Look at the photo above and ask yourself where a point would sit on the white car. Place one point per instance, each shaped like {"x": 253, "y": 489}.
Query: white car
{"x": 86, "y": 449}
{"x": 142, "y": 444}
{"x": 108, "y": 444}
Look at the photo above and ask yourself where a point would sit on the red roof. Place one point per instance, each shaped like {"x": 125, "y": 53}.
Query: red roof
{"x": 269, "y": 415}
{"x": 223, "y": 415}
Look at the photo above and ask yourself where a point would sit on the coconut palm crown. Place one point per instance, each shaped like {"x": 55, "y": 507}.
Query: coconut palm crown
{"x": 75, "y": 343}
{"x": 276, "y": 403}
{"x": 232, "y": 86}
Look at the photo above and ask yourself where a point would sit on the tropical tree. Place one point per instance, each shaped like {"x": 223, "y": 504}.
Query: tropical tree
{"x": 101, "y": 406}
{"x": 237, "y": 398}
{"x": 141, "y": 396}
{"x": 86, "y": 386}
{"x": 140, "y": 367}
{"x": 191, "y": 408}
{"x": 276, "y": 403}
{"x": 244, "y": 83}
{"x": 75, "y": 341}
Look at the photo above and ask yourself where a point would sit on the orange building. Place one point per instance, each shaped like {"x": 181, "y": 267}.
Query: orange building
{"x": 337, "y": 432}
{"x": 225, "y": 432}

-*-

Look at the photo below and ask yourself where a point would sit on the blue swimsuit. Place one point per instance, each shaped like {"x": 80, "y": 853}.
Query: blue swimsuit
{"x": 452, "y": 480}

-*-

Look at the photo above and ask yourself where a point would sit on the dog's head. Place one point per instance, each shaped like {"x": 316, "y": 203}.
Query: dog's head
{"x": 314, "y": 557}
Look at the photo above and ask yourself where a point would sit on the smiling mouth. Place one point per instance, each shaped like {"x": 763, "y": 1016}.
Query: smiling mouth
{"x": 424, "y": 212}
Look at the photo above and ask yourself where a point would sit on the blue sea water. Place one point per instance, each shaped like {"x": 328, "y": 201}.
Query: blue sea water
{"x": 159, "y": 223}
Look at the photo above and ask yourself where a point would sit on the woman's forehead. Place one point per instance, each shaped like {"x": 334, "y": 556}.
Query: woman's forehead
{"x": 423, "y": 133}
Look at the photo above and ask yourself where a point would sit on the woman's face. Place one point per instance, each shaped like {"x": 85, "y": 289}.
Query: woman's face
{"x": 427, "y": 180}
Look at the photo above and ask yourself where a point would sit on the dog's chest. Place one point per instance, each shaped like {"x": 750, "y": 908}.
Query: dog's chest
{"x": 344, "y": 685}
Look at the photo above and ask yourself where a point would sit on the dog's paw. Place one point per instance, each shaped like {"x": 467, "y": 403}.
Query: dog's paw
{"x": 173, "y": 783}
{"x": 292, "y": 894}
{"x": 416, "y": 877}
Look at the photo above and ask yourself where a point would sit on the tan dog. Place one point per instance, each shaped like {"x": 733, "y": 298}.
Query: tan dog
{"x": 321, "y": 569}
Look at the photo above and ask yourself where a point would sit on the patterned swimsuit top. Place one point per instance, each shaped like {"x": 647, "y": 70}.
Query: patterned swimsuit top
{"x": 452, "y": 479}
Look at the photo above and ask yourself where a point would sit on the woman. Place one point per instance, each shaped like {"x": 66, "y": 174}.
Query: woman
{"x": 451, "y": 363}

-*-

How many lines in the data above contain the string "coconut"? Case counts. Give only the number.

» **Solution**
2